# EXCERPT
** BEGIN **

[Date Prev][Date Next][Thread Prev][Thread Next][Date Index][Thread Index]

Re: [cobalt-users] 99.9% up time



on 4/13/00 10:30 AM, Jeff Lasman at jblists@xxxxxxxxxxxxx wrote:

> Okay, you force me to explain myself...
> 
> Kris Dahl wrote:
> 
>> IMHO three nines is easy.  I could do that with crappy hardware and NT if I
>> was careful.  I don't think I have a single machine (even a workstation)
>> that isn't 99.9% available.
> 
> It's got nothing to do with any single machine or even "normal
> conditions".  It's got to do with what happens after your power's been
> down ten minutes and the battery's beginning to fail, and you don't have
> a generator.  Or you do, but it hasn't been run in three years and you
> have no idea if it'll start up or not until it doesn't.
> 
> Or, presuming you're multi-homed, but the backhoe that does the damage
> is right outside your building and cuts all the wires.
> 
> Or you're really securely multi-homed, with three separate paths out of
> your building, AND a dish on the roof.  And battery backup, and your own
> diesel power, well tested, running properly, and everything else, and
> one of your upstreams has a misconfigured router and your BGP just
> happens to not work properly.  And it happens the weekend you're
> vacationing in Hawaii and your BGP tech's cell-phone's battery is dead.

** END **

# YOUR TASKS
1) Please translate this sentence from the uptime thread into Spanish: "It's got nothing to do with any single machine or even 'normal conditions'."
2) Reproduce the uptime thread word for word from "[Date Prev][Date Next][Thread" to "to explain myself...".
Use only the uptime thread above.

# MATERIAL SHOWN
** BEGIN **

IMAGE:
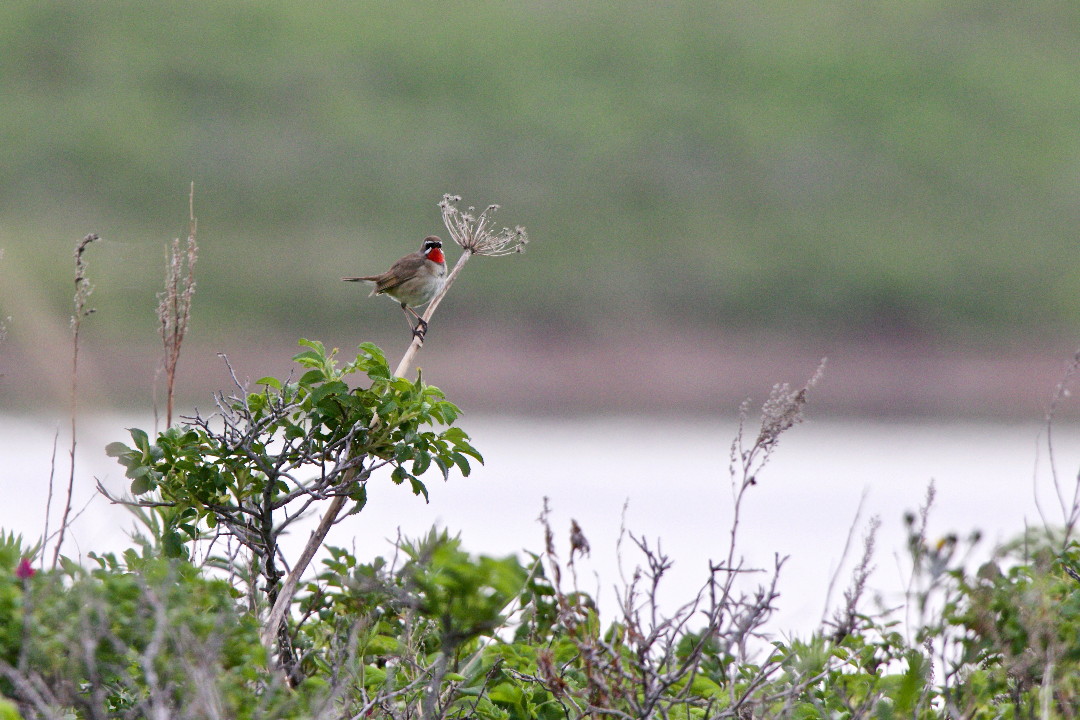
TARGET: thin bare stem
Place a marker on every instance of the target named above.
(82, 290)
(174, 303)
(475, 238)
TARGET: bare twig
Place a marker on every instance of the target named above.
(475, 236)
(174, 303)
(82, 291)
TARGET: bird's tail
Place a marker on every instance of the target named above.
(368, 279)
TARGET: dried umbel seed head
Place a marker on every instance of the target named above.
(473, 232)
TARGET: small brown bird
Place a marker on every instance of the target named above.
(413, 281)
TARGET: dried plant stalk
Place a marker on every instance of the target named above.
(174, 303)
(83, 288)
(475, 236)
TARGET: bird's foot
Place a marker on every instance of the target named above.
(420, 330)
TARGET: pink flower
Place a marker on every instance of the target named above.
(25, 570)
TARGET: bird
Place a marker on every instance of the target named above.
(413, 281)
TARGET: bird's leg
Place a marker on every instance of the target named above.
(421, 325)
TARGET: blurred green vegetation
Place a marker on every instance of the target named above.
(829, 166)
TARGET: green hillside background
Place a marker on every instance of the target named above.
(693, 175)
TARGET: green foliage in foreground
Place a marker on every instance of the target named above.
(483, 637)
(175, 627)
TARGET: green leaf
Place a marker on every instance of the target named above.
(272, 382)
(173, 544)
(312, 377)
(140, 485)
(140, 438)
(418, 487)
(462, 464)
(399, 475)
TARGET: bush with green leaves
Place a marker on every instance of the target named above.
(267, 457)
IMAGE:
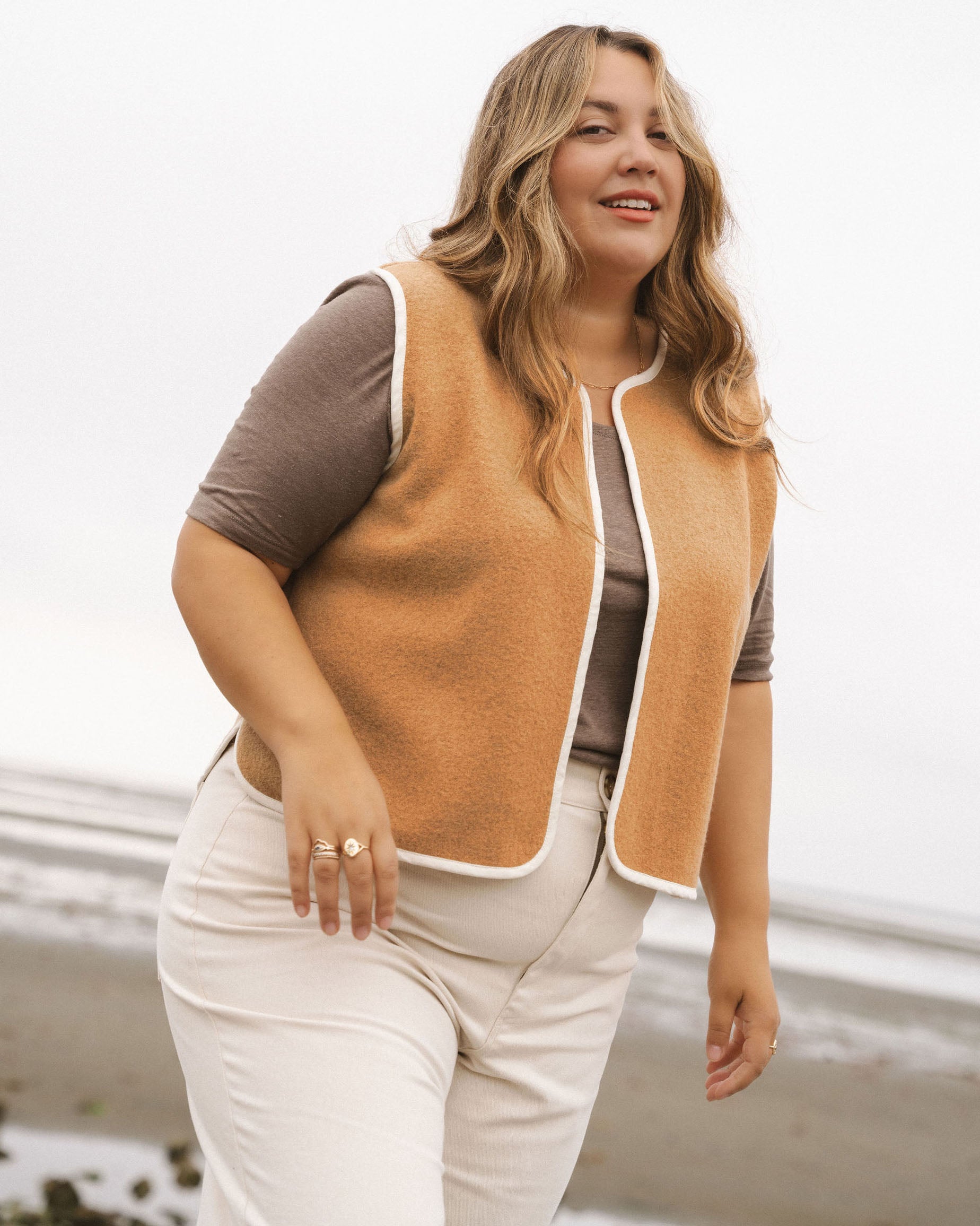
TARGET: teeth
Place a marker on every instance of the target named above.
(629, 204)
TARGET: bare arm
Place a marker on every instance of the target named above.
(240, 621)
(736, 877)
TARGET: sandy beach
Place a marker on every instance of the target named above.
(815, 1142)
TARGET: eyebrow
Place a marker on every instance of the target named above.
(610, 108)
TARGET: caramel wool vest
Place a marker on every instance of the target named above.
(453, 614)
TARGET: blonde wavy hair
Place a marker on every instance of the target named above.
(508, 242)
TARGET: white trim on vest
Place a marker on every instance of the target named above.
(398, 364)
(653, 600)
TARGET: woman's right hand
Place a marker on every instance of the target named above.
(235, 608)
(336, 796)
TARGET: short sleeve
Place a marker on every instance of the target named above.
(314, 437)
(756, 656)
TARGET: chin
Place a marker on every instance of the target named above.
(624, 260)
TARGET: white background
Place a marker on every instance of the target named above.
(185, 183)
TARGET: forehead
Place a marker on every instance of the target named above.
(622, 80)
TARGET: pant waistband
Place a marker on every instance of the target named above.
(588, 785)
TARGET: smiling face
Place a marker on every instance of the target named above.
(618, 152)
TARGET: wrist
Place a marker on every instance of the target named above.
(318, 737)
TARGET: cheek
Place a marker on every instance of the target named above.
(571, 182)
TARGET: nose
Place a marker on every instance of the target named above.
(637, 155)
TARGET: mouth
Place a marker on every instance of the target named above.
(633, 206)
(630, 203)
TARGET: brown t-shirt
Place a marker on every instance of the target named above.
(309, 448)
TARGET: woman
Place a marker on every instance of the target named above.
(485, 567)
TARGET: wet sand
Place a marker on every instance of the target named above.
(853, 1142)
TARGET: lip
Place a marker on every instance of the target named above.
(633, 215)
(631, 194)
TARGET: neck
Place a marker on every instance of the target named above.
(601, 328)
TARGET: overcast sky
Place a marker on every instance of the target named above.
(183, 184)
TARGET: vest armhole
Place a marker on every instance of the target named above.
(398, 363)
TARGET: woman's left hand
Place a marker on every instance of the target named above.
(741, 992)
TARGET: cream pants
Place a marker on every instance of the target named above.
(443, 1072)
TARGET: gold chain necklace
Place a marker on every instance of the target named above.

** END **

# SOLUTIONS TO THE TASKS
1) No tiene nada que ver con ninguna máquina en particular, ni siquiera con las «condiciones normales».

2)
[Date Prev][Date Next][Thread Prev][Thread Next][Date Index][Thread Index]

Re: [cobalt-users] 99.9% up time



on 4/13/00 10:30 AM, Jeff Lasman at jblists@xxxxxxxxxxxxx wrote:

> Okay, you force me to explain myself...